--- Input data ---
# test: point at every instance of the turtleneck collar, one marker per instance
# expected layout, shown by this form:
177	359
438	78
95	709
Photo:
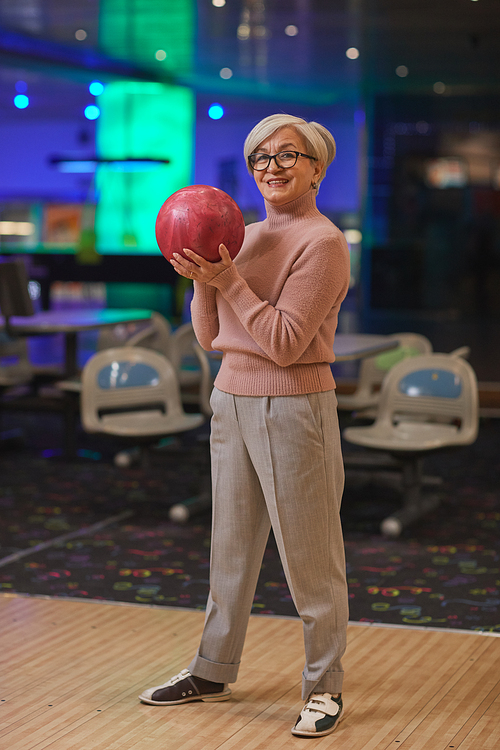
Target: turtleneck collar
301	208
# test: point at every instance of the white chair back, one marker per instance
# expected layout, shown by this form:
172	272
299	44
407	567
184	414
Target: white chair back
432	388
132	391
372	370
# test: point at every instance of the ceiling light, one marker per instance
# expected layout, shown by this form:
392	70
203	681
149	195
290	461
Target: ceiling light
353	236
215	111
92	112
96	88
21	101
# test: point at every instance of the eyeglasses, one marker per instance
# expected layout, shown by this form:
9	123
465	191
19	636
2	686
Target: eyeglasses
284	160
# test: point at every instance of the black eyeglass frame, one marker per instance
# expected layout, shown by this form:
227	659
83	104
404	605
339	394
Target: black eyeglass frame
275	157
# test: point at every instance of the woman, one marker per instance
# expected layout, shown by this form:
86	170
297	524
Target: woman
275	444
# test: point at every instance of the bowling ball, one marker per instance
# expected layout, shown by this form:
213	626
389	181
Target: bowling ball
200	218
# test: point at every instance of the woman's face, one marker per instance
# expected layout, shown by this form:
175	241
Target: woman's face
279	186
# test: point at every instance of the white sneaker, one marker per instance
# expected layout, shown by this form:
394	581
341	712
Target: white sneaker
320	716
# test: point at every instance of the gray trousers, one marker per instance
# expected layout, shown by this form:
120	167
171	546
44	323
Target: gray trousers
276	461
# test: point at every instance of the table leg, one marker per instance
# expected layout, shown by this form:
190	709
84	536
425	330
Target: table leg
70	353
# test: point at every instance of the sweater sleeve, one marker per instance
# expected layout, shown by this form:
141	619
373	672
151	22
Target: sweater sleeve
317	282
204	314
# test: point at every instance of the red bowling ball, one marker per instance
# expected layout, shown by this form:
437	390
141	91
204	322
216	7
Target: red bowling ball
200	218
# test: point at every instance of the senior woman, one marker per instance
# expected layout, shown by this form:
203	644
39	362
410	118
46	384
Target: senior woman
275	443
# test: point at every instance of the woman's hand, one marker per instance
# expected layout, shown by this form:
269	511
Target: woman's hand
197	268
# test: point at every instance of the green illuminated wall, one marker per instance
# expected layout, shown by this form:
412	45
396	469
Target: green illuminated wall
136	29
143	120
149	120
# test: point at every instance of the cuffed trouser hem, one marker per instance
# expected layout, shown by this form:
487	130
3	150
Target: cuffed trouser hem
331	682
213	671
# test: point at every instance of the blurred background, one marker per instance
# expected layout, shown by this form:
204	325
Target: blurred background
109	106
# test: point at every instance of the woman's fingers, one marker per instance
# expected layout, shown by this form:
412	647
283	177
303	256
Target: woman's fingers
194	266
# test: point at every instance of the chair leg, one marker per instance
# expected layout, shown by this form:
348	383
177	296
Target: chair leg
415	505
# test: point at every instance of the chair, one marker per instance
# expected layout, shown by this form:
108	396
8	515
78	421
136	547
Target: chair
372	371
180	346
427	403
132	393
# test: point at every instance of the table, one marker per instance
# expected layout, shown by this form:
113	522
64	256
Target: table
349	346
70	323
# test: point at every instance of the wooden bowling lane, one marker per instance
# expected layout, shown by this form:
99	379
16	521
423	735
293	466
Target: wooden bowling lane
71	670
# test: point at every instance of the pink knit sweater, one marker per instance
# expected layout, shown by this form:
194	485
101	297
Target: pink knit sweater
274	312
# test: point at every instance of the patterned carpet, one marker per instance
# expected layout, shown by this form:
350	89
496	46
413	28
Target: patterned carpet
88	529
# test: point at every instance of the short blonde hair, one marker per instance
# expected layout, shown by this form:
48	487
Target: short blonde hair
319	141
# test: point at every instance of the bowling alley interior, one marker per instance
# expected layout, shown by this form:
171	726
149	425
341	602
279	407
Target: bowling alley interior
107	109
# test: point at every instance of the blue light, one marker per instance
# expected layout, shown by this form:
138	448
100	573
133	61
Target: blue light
---
## Set task
Rewrite the part of the material that opens with the line containing "# test: point at every instance of the blue" and runs through the end of the material as a JSON list of strings, one string per line, with blank lines omitted.

## Output below
[
  "# test: point at every instance of the blue light, one marker per instance",
  "# expected layout, shown by this form:",
  "138\t448",
  "100\t573",
  "133\t61",
  "Target: blue light"
]